--- BEGIN GIVEN PASSAGE ---

Advanced numerical methods for PDEs and optimal transport problems
Credits
6 ECTS
Instructor
Boris Thibert and Clément Jourdana
Syllabus
The goal of this course is to present and analyze a wide range of numerical methods and algorithms that find applications in various modeling fields. The first part is dedicated to the numerical resolution of partial differential equations (PDEs) and the second one to numerical methods for optimal transport problems.
In the first part, we will start by reminding the principle of the finite difference method (FDM) and the finite element method (FEM). Then, they will be compared to the finite volume method (FVM), a method well suited for the numerical simulation of various conservation laws. Also, more advanced type of finite element methods will be considered (e.g. the mixed finite element method or the discontinuous Galerkin method) in order to solve efficiently a larger range of problems. To test these methods, the numerical resolution of convection-diffusion problems will be discussed, with a potential focus on drift-diffusion models used to describe the electron flow in semiconductor devices.

--- END GIVEN PASSAGE ---
--- BEGIN DATA PROVIDED ---

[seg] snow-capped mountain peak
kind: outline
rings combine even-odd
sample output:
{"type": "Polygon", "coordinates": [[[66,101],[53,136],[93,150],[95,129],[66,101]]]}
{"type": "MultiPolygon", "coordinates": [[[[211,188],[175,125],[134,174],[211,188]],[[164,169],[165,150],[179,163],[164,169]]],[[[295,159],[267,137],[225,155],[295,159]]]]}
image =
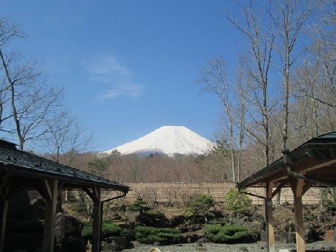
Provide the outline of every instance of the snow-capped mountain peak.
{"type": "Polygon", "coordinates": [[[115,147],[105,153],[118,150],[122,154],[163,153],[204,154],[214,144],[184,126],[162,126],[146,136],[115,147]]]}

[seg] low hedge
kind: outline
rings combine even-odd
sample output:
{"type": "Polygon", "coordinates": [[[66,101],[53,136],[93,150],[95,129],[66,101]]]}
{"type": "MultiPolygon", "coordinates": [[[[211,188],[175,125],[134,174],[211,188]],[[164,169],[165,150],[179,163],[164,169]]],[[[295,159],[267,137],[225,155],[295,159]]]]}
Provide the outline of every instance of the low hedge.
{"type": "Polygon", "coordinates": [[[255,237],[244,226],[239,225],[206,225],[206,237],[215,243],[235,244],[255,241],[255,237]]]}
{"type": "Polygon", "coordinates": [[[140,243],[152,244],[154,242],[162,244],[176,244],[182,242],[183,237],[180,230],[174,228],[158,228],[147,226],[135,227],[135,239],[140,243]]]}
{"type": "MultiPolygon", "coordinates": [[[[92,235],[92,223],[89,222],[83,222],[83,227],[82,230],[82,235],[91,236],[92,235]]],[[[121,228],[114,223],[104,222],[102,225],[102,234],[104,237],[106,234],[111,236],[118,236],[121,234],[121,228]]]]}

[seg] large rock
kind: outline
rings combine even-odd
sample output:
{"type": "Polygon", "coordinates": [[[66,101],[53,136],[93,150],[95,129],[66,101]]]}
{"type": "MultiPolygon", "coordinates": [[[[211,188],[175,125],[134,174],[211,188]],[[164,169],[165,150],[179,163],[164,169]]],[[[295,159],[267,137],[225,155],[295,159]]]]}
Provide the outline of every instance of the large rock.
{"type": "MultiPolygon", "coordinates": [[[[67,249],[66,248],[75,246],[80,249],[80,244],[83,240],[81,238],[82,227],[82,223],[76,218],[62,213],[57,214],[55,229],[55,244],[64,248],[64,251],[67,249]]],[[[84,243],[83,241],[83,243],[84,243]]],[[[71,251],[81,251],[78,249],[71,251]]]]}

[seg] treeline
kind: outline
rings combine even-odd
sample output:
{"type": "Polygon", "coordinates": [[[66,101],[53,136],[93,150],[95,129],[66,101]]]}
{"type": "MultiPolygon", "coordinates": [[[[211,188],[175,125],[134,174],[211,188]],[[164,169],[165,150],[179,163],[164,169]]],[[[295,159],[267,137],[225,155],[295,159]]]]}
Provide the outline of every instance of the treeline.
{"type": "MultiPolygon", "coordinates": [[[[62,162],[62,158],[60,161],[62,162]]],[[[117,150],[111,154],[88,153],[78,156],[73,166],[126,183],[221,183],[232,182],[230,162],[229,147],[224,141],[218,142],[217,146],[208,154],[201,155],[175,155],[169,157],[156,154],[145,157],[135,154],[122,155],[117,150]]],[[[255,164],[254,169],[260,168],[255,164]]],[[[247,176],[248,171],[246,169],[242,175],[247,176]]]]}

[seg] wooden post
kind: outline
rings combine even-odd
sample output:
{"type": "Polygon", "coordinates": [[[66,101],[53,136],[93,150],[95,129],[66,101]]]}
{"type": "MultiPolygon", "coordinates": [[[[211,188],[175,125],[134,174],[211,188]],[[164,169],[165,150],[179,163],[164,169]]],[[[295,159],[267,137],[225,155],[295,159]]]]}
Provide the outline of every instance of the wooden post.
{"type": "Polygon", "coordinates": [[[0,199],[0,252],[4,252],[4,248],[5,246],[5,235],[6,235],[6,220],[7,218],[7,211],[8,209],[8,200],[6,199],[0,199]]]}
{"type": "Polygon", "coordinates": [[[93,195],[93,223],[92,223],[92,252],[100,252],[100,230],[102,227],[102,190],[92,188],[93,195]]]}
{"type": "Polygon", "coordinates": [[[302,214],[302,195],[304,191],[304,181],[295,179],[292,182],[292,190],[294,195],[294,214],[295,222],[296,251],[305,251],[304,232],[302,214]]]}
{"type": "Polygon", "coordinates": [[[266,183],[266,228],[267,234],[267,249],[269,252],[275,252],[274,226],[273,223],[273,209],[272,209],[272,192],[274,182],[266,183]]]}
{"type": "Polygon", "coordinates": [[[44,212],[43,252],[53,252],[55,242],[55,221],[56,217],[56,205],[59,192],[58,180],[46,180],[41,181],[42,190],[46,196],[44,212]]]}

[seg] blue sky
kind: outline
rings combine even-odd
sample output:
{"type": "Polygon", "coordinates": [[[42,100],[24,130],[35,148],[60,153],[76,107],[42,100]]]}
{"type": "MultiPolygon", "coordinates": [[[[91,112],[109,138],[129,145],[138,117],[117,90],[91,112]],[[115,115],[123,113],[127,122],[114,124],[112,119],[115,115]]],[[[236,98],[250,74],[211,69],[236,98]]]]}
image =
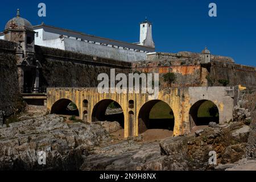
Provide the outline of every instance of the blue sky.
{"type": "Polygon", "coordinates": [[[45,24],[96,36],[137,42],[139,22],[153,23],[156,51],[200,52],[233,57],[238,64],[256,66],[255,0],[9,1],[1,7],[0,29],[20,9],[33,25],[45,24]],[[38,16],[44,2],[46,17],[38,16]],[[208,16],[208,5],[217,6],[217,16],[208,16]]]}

--- END DATA PROVIDED ---
--- BEGIN DATA PROVIDED ---

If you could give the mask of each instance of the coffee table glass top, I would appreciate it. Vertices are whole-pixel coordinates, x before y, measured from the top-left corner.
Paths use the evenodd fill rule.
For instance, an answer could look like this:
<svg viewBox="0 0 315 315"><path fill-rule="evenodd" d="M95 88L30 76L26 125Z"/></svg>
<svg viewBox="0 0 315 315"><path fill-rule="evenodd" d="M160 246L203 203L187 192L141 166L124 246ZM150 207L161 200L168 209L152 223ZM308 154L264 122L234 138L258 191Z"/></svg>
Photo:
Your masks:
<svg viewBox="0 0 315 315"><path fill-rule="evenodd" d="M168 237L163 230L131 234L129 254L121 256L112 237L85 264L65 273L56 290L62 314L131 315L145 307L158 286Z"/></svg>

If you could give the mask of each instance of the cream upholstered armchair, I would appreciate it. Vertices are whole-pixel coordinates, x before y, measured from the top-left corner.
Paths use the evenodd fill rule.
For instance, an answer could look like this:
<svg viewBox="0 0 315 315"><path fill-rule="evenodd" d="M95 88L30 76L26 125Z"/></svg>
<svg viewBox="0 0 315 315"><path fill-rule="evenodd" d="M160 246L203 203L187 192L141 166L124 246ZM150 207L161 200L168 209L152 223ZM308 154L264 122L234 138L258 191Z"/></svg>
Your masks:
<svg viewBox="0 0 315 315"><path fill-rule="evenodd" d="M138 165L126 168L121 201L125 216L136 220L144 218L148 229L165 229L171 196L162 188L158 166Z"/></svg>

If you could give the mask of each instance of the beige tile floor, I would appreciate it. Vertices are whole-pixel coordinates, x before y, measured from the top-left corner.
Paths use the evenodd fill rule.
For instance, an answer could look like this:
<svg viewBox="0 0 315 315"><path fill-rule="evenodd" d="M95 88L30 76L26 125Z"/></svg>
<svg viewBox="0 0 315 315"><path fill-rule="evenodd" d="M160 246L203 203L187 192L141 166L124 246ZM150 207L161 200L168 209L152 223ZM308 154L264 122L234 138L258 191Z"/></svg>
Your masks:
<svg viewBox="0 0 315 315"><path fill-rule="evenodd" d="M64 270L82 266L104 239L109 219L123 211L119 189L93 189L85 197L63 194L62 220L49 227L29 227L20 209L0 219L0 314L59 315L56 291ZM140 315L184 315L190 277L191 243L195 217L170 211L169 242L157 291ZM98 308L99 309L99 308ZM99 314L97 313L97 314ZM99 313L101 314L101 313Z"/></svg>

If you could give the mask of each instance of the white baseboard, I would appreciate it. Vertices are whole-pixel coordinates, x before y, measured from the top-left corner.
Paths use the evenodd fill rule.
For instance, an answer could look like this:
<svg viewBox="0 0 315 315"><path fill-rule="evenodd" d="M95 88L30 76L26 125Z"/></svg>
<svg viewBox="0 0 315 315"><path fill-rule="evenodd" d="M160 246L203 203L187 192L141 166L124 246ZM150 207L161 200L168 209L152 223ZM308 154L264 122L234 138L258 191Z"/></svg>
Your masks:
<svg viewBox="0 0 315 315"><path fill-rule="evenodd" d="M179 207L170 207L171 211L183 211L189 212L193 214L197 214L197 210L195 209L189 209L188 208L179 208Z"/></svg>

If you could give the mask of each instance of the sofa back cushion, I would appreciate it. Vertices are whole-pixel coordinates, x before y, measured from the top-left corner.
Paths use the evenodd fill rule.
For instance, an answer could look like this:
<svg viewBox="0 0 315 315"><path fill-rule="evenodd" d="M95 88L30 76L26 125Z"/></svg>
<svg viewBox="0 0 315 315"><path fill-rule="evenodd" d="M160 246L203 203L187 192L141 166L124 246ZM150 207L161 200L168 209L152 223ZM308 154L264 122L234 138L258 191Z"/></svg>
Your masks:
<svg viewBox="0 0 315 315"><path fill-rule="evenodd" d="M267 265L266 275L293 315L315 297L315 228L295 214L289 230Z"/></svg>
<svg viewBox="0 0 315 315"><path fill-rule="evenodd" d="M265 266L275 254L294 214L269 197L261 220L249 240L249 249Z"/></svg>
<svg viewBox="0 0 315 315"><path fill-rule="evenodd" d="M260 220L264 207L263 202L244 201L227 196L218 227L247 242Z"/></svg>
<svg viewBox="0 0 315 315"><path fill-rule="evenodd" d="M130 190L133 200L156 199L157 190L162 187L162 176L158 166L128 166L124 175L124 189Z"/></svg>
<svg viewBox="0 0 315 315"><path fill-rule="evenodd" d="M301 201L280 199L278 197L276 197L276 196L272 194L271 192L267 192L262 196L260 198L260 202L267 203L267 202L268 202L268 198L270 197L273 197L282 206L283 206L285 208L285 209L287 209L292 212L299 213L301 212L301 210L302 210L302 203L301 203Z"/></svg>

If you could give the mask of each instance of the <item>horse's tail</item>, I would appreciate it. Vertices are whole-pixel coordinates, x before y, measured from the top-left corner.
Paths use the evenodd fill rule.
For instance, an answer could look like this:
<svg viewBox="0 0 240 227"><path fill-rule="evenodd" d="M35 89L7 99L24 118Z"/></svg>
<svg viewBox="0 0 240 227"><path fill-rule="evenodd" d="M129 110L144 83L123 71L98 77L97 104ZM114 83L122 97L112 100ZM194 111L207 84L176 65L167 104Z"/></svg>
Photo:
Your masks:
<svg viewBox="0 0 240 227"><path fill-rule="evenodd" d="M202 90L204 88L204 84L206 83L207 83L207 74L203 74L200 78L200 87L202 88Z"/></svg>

--- END DATA PROVIDED ---

● WHAT THIS EXERCISE ASKS:
1) In the course syllabus, which method is described as well suited for the numerical simulation of various conservation laws?
2) Pick up the course syllabus after its final sentence and keep writing it.
The records were taken from a source unrelated to the course syllabus.

● OUTPUTS FOR THE TASKS:
1) The finite volume method (FVM).

2)
The second part deals with the optimal transport theory. It is an important field of mathematics that was originally introduced in the 1700’s by the French mathematician and engineer Gaspard Monge. This theory has connections with PDEs, geometry and probability and has been used in many fields such as computer vision, economy, non-imaging optics… In the last 15 years, this problem has been extensively studied from a computational point of view and different efficient algorithms have been proposed. In this part, we present the analysis of several algorithms using the notion of duality, such as Auction’s algorithm, Sinkorn algorithm, Oliker-Prüssner algorithm and a Newton algorithm.
For the first part, it is a clear plus to have attended the 2A courses «Partial differential equations and numerical methods » and « Variational methods applied to modelling ».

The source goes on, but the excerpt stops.